Problem to work on:
Can you reproduce the listing below word for word, leaving the pictures out of your answer?

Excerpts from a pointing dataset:
******

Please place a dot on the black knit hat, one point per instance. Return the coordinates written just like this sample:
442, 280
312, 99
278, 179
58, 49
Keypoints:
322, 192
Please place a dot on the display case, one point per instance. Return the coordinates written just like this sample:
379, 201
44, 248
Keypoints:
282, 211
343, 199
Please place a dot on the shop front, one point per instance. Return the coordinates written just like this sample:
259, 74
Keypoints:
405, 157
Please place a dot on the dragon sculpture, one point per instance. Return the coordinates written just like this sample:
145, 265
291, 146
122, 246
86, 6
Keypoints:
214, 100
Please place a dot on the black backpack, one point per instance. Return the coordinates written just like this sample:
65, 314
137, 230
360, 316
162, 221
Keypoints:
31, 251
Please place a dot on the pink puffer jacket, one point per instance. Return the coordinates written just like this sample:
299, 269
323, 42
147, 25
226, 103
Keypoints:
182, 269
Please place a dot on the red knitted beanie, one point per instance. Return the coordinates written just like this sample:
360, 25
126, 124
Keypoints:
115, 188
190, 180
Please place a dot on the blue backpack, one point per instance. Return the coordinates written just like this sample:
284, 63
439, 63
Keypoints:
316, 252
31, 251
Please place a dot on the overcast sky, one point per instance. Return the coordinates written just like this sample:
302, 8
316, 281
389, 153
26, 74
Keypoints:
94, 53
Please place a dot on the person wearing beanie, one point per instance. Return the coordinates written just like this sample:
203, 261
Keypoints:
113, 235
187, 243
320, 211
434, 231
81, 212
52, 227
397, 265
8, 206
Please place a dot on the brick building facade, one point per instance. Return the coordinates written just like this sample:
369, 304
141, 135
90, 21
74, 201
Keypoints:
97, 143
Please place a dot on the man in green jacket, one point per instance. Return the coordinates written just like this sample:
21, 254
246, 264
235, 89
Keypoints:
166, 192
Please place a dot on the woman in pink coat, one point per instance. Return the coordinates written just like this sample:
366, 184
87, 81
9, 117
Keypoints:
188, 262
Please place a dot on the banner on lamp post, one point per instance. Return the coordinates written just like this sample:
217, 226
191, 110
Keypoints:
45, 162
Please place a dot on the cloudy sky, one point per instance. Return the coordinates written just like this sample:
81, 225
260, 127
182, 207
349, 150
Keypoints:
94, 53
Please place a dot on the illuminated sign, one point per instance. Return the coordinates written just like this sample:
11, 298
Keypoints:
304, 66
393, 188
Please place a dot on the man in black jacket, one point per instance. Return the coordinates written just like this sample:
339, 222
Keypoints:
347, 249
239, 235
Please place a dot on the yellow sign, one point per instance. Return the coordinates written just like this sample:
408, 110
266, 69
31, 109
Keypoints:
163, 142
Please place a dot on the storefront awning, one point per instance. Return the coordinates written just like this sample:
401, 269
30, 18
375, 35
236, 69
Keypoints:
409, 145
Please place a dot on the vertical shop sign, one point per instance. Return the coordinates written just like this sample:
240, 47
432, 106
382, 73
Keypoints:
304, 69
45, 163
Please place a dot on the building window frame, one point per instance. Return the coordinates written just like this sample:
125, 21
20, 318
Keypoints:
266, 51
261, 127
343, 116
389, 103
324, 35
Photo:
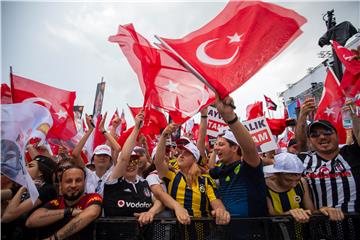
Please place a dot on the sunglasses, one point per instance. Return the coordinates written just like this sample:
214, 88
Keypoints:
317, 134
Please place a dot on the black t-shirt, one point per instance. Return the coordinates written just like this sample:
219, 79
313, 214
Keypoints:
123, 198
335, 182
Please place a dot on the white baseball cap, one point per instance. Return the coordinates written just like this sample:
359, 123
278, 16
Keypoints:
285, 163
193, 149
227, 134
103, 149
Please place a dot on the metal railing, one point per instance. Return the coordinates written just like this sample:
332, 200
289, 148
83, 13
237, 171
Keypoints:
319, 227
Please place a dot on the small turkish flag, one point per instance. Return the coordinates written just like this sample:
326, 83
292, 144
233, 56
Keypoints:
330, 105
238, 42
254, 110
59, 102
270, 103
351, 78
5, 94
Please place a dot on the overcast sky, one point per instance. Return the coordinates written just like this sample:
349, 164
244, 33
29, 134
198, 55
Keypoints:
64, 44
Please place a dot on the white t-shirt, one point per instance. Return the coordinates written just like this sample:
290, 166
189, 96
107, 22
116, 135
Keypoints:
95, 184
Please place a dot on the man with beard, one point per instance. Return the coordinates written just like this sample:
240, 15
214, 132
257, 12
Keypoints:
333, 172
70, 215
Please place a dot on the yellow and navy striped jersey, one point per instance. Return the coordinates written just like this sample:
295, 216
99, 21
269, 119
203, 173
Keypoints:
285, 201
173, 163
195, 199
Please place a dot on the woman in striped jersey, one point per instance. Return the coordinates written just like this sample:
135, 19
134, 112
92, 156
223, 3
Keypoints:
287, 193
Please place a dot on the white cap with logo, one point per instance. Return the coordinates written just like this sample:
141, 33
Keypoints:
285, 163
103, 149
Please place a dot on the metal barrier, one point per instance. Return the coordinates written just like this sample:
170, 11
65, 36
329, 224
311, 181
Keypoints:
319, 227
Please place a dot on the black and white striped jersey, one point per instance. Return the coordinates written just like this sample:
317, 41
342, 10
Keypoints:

******

Task answer:
Please place a dot on the black knit hat, one point per instance. Return the coordinates written just like this sample:
442, 280
312, 99
278, 179
58, 49
Keypoints:
322, 192
Please place a dot on the display case, one point per instance. Return the coordinates written just like this sample:
379, 201
44, 248
Keypoints:
282, 211
343, 199
Please place a dot on the shop front, one point per instance. Return the coordinates written just like this sample:
259, 74
Keypoints:
405, 157
Please place a dot on the dragon sculpture, one point per instance. Return the coordinates written just like this sample:
145, 265
291, 146
122, 246
86, 6
Keypoints:
214, 100
Please place a dot on the black backpack, one point per instance. Return the coordinates written just like this sample:
65, 314
137, 230
360, 316
162, 221
Keypoints:
31, 251
Please place a dot on the pink puffer jacket, one point per instance. Return the coordinates written just like this sample:
299, 269
323, 42
147, 25
226, 103
Keypoints:
182, 269
Please place a dot on the red knitted beanie, one point per instance. Return the coordinates written just like this sample:
360, 25
126, 124
Keypoints:
115, 188
190, 180
Please place a dot on the blue backpack, one point per instance. Return the coordinates written just like this sample:
284, 63
439, 63
Keypoints:
316, 252
31, 251
Please place a dot on the overcast sky, one point per instance. Return the coordinates written just like this sample:
302, 8
316, 281
389, 153
26, 74
Keypoints:
94, 53
Please place a dot on the person wearing beanie, one point per instance. Return the coordinates written just like this sample:
203, 261
Keypoints:
113, 235
187, 243
320, 211
434, 231
81, 212
52, 227
397, 265
8, 206
Please place a dot on the brick building facade, one point per instance. Return the coordinates written just like this sample:
369, 304
141, 135
90, 21
74, 201
Keypoints:
97, 143
Please place a dot on the man in green jacket, one point per instance. Return the coordinates written just like this sample:
21, 254
246, 264
235, 89
Keypoints:
166, 192
Please place a dot on the woman in pink coat, one point per instance. Return the coordinates written just like this sample:
366, 184
87, 81
9, 117
Keypoints:
188, 262
Please place a dot on the banner on lamp post, one point per instance. Return the coordinates written just like this sample:
217, 226
191, 110
Keypoints:
45, 162
Please place a dot on the cloudy sky, one point per instance. Return the coordinates written just like this sample:
81, 225
260, 127
182, 207
349, 150
Keypoints:
94, 53
Please place a dot on the illuminated sign, one point per instance. Return the coordinates written just like this sample:
11, 298
Keypoints:
304, 66
393, 188
Please place a dot on the man in black jacket, one point per instance. Return the coordinates written just like this sample:
339, 222
Keypoints:
347, 249
239, 235
Please place a dot on the yellow sign, one point per instance. Return the coordinates written just like this sample:
408, 110
266, 69
31, 109
Keypoints:
163, 142
Please place a dot on the storefront awning, one point per instance. Return the coordinates written just like this sample:
401, 269
30, 18
375, 35
236, 69
Keypoints:
409, 145
Please place a dot on the vertical shop sign, one point per instance. Return the coordinates written just like this sample:
240, 47
432, 106
382, 73
Keypoints:
304, 69
45, 163
Please place a dot on the building window frame, one point per instance. Return the coordinates written just like this sample:
125, 21
20, 318
Keypoints:
266, 51
261, 127
343, 116
389, 103
324, 35
Photo:
Please place a dot on the sunglasses, one point per instance. Return the coordinates written just like this sample:
214, 88
Keypoints:
317, 134
Please place a dot on the black t-shirt, one point per instance. Return the coordinates written just like this sample:
219, 79
313, 214
Keypoints:
123, 198
335, 182
Please place a dot on the white baseball cap, one point per instance. Return the coordinates written just like this sample:
359, 123
278, 16
Keypoints:
285, 163
193, 149
227, 134
103, 149
Please place a dot on the metal railing, one point per instance. Return the coordinates written just like this sample:
332, 200
289, 148
83, 13
237, 171
Keypoints:
319, 227
Please place a dot on the small turkish flag, one point per instance. Return the coordinates written just like this sample:
326, 83
292, 144
233, 56
Keypoints:
330, 105
238, 42
254, 110
59, 102
270, 103
351, 78
5, 94
Please place a dot on the overcast sky, one point per instance. Return the coordinates written just like this sample:
349, 164
244, 33
29, 134
198, 55
Keypoints:
64, 44
Please place a dot on the white t-shirt, one point per instance. Return the coordinates written just like this sample:
290, 166
189, 96
107, 22
116, 135
Keypoints:
95, 184
Please place a dot on the man with beard, one point per instance. Return the coordinates written just like this sample:
240, 15
214, 132
257, 12
Keypoints:
333, 172
70, 215
Please place a dot on the yellow and navy striped jersey, one point per instance. Return the coordinates written just like this sample:
295, 216
99, 21
269, 119
203, 173
Keypoints:
285, 201
173, 163
195, 199
Please place a dot on the woman in striped jersey, one point per instance. Return the coordinates written just like this sample:
135, 19
134, 112
92, 156
223, 3
Keypoints:
287, 193
Please place a dot on the white cap with logo, one point per instance. Return the coordinates written just like this sample:
141, 33
Keypoints:
285, 163
103, 149
Please place a dot on the metal barrier, one point per instance. Return the coordinates written just like this sample:
170, 11
65, 36
329, 224
311, 181
Keypoints:
319, 227
Please place a dot on the black and white striped jersey, one point per instance. Return the coordinates written just like this sample:
317, 41
342, 10
Keypoints:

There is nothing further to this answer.